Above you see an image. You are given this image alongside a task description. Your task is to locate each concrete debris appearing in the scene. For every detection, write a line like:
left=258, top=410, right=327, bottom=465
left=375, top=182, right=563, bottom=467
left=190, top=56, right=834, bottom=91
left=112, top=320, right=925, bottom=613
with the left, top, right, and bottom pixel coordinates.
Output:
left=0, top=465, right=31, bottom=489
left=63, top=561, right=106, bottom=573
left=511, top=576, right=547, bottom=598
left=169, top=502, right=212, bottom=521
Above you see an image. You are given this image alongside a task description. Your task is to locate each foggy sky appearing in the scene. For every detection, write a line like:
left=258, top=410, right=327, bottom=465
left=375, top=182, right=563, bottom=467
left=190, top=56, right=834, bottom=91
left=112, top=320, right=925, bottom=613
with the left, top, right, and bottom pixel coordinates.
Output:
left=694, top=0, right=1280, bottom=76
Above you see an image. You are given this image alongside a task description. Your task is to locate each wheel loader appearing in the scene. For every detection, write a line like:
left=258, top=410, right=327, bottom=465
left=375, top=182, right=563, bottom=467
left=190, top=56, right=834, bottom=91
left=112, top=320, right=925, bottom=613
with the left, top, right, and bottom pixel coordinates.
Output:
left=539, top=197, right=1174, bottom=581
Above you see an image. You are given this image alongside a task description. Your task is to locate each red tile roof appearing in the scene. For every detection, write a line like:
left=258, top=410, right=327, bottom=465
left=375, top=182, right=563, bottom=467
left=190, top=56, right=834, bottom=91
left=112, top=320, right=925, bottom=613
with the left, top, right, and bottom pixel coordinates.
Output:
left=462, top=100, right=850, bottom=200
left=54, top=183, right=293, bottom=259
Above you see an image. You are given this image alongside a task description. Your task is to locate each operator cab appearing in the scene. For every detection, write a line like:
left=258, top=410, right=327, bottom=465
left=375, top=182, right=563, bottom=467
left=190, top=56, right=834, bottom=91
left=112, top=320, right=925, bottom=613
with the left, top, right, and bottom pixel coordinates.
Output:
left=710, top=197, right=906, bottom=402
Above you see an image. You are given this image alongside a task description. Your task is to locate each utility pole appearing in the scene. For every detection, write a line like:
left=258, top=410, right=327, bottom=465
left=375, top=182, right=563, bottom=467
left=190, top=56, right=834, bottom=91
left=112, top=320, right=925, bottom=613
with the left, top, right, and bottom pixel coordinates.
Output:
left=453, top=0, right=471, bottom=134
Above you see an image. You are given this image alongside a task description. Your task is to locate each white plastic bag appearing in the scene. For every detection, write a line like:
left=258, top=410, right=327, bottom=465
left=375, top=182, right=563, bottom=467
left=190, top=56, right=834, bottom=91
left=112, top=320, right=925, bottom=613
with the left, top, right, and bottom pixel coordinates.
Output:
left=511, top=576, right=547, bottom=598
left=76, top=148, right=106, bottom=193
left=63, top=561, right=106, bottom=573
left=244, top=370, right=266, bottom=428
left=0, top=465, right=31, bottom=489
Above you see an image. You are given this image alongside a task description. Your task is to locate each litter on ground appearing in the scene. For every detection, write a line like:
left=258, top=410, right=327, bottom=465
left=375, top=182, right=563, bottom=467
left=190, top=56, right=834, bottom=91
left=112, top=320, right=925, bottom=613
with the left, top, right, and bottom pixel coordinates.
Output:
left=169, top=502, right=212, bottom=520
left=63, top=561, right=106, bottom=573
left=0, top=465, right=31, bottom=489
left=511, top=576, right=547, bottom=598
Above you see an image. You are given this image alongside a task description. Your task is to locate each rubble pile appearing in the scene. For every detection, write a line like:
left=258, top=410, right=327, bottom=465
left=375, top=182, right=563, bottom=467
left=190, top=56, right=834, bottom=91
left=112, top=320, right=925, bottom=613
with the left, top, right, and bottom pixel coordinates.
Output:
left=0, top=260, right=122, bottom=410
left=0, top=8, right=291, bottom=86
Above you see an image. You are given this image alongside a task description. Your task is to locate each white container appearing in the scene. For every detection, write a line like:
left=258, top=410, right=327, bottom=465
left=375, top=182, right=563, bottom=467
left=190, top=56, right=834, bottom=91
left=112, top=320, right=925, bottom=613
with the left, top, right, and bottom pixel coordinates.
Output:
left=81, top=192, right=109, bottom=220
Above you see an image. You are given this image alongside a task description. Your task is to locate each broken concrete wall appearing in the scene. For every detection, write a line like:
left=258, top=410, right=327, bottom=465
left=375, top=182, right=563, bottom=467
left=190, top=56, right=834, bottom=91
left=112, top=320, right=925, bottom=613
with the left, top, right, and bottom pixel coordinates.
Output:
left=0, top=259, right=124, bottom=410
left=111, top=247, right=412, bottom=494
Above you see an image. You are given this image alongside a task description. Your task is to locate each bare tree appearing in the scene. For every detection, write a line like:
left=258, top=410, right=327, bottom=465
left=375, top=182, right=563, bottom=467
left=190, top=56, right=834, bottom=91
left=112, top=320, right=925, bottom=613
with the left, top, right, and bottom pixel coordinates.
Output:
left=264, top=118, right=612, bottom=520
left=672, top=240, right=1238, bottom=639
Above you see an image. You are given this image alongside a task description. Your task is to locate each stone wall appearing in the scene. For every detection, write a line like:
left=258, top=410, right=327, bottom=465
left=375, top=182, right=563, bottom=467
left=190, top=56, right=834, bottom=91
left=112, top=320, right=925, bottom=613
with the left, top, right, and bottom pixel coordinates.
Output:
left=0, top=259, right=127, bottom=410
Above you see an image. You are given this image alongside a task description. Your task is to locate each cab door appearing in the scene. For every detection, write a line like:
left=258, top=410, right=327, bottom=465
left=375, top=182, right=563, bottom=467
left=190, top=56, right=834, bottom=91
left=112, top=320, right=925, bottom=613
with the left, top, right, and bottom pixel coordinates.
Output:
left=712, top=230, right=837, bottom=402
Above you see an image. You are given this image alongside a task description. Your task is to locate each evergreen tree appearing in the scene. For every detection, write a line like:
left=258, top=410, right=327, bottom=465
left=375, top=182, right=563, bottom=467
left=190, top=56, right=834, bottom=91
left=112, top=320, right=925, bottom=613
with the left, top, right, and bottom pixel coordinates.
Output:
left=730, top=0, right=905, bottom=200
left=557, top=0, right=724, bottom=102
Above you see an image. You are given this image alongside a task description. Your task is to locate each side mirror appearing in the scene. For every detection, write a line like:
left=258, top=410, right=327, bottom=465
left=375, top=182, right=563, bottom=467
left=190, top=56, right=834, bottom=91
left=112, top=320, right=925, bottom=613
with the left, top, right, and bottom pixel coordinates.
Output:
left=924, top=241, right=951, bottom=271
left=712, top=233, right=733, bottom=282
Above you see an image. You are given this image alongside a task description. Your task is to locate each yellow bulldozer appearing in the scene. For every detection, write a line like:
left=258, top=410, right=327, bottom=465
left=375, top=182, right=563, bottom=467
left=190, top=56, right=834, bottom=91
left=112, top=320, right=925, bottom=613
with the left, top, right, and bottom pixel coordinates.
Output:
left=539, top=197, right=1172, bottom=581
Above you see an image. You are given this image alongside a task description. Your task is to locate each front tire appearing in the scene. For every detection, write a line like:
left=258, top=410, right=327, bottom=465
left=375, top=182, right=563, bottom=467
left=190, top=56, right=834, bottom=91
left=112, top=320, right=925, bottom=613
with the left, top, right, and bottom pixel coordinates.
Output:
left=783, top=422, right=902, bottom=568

......

Work to complete: Reproduce all of the material above word for word, leaving out nothing and changing nothing.

Written response:
Above you see an image. You are given this image alongside a task description. Your task is to locate each concrete debris appearing in the scene. For every detection, write a line like:
left=258, top=410, right=327, bottom=465
left=375, top=182, right=563, bottom=467
left=190, top=56, right=834, bottom=91
left=112, top=320, right=925, bottom=613
with the left, top, right, and bottom pixel coordinates.
Output:
left=0, top=465, right=31, bottom=489
left=63, top=561, right=106, bottom=573
left=511, top=576, right=547, bottom=598
left=169, top=502, right=212, bottom=521
Above you see an image. You are given this image alongside a task description. Your task is to locate each foggy sky appearing in the scene. For every detection, write a line like:
left=258, top=410, right=327, bottom=465
left=375, top=182, right=563, bottom=467
left=190, top=56, right=834, bottom=91
left=112, top=320, right=925, bottom=613
with the left, top, right, and bottom pixel coordinates.
Output:
left=694, top=0, right=1280, bottom=76
Above you see an image. You are given this image alongside a task description. Your task is to locate each wheel loader appearing in the scene. For every detection, write a line like:
left=258, top=410, right=327, bottom=465
left=375, top=182, right=563, bottom=467
left=190, top=56, right=834, bottom=91
left=112, top=320, right=925, bottom=613
with the left, top, right, and bottom pixel coordinates.
Output:
left=539, top=197, right=1174, bottom=581
Above you see an image. You are given this image alongside a task description. Your task is to locate each red tile roof appearing in the scene. For every detection, write a line like:
left=258, top=410, right=327, bottom=465
left=375, top=182, right=563, bottom=467
left=190, top=56, right=834, bottom=91
left=112, top=320, right=925, bottom=613
with the left, top, right, and bottom pixel coordinates.
Output:
left=462, top=100, right=850, bottom=200
left=54, top=183, right=293, bottom=259
Above you see an image. You are given this image alongside a task description. Your task is to locate each operator cab appearing in the scene. For every detection, write a line like:
left=258, top=410, right=327, bottom=465
left=375, top=182, right=563, bottom=467
left=190, top=56, right=834, bottom=91
left=112, top=320, right=925, bottom=613
with the left, top, right, and bottom pixel coordinates.
Output:
left=710, top=197, right=906, bottom=402
Above you see an image. You are given this image alongside a task description. Your task is to locate each utility pole appearing in the scene. For every detection, write a line like:
left=258, top=410, right=327, bottom=465
left=375, top=182, right=563, bottom=467
left=190, top=56, right=834, bottom=91
left=112, top=320, right=925, bottom=613
with the left, top, right, and bottom pixel coordinates.
Output:
left=453, top=0, right=471, bottom=134
Above you see an image. You are given this image alongside a task description. Your task is to locate each white plastic bag appearing in the scene. For every detection, write a line like:
left=258, top=410, right=327, bottom=465
left=375, top=182, right=563, bottom=467
left=190, top=56, right=834, bottom=91
left=112, top=320, right=925, bottom=613
with the left, top, right, and bottom pixel coordinates.
Output:
left=511, top=576, right=547, bottom=598
left=76, top=148, right=106, bottom=193
left=63, top=561, right=106, bottom=573
left=244, top=370, right=266, bottom=428
left=0, top=465, right=31, bottom=489
Above you see an image. You are given this image alongside a task description. Your task is to locate each litter on ground appearing in the scene. For every detection, write a line like:
left=258, top=410, right=327, bottom=465
left=375, top=182, right=563, bottom=467
left=190, top=56, right=834, bottom=91
left=112, top=320, right=925, bottom=613
with the left, top, right, and bottom pixel coordinates.
Output:
left=169, top=502, right=212, bottom=520
left=63, top=561, right=106, bottom=573
left=0, top=465, right=31, bottom=489
left=511, top=576, right=547, bottom=598
Above you see an image. You are given this image alongside a task description. Your task is to locate each rubble pile appearing in the scene. For every detection, write a line like:
left=258, top=410, right=327, bottom=465
left=375, top=182, right=563, bottom=467
left=190, top=56, right=834, bottom=91
left=112, top=320, right=925, bottom=613
with the left, top, right, and bottom pixel coordinates.
Output:
left=0, top=260, right=122, bottom=410
left=0, top=8, right=291, bottom=86
Above you see an image. You are given this image alongside a task description. Your task is to locate each white container appearing in the scene. For every detection, write a line like:
left=258, top=410, right=327, bottom=465
left=375, top=182, right=563, bottom=467
left=190, top=56, right=834, bottom=91
left=112, top=320, right=925, bottom=613
with the left, top, right, and bottom pixel coordinates.
Output:
left=81, top=192, right=109, bottom=220
Above you see an image. You are given this image alongside a task description. Your task is to locate each broken concrete wall appearing in the scene. For every detection, write a line like:
left=258, top=410, right=327, bottom=465
left=375, top=182, right=563, bottom=467
left=190, top=56, right=834, bottom=91
left=112, top=320, right=925, bottom=613
with the left, top, right, and bottom pixel coordinates.
Output:
left=0, top=259, right=124, bottom=410
left=111, top=247, right=412, bottom=494
Above you see an image. You are given this image alongside a task description. Your task is to locate each bare tree appearing in the scene. For every detection, write a line like:
left=258, top=410, right=327, bottom=465
left=375, top=182, right=563, bottom=467
left=190, top=56, right=834, bottom=91
left=112, top=320, right=925, bottom=613
with the left, top, right, and bottom pixel coordinates.
Output:
left=264, top=118, right=612, bottom=520
left=672, top=240, right=1238, bottom=639
Above you see an image. You are given this image alongside a task description. Your task is to locate each stone wall appearing in the scene. For every detection, write a line like:
left=258, top=410, right=327, bottom=465
left=375, top=182, right=563, bottom=467
left=190, top=56, right=834, bottom=91
left=112, top=320, right=925, bottom=613
with the left, top, right, and bottom pixel coordinates.
Output:
left=0, top=259, right=127, bottom=410
Above you see an image. You are given this image alongside a task description. Your task is to locate each cab door appearing in the scene. For every detection, write a line like:
left=258, top=410, right=327, bottom=465
left=375, top=182, right=563, bottom=467
left=190, top=56, right=834, bottom=91
left=112, top=320, right=925, bottom=613
with the left, top, right, and bottom pixel coordinates.
Output:
left=712, top=230, right=837, bottom=402
Above you see an image. You are given this image alongside a task description. Your task is to locate each evergreen tree appearing in the scene. For every detection, write a line like:
left=258, top=410, right=327, bottom=465
left=375, top=182, right=563, bottom=467
left=190, top=56, right=834, bottom=91
left=112, top=320, right=925, bottom=613
with the left, top, right, and bottom pixel coordinates.
Output:
left=730, top=0, right=905, bottom=200
left=557, top=0, right=724, bottom=102
Above you see an image. You are given this image alongside a task description. Your task is to locate each side mirror appearing in the scene. For every detection, write a line like:
left=258, top=410, right=327, bottom=465
left=375, top=182, right=563, bottom=467
left=190, top=56, right=834, bottom=91
left=112, top=320, right=925, bottom=613
with the left, top, right, and bottom pixel coordinates.
Output:
left=924, top=241, right=951, bottom=271
left=712, top=233, right=733, bottom=282
Above you see an image. You are given this image alongside a task description. Your task is to locate each yellow bulldozer appearing in the scene. For every detection, write a line like:
left=258, top=410, right=327, bottom=465
left=375, top=182, right=563, bottom=467
left=190, top=56, right=834, bottom=91
left=112, top=320, right=925, bottom=613
with the left, top, right, and bottom pixel coordinates.
Output:
left=539, top=197, right=1172, bottom=581
Above you see an image. You are given this image alongside a task description. Your task is to locate each front tire appearing in the scene. For every detection, write a line like:
left=258, top=410, right=327, bottom=465
left=375, top=182, right=563, bottom=467
left=190, top=56, right=834, bottom=91
left=112, top=320, right=925, bottom=613
with the left, top, right, and bottom pixel coordinates.
Output:
left=783, top=422, right=902, bottom=568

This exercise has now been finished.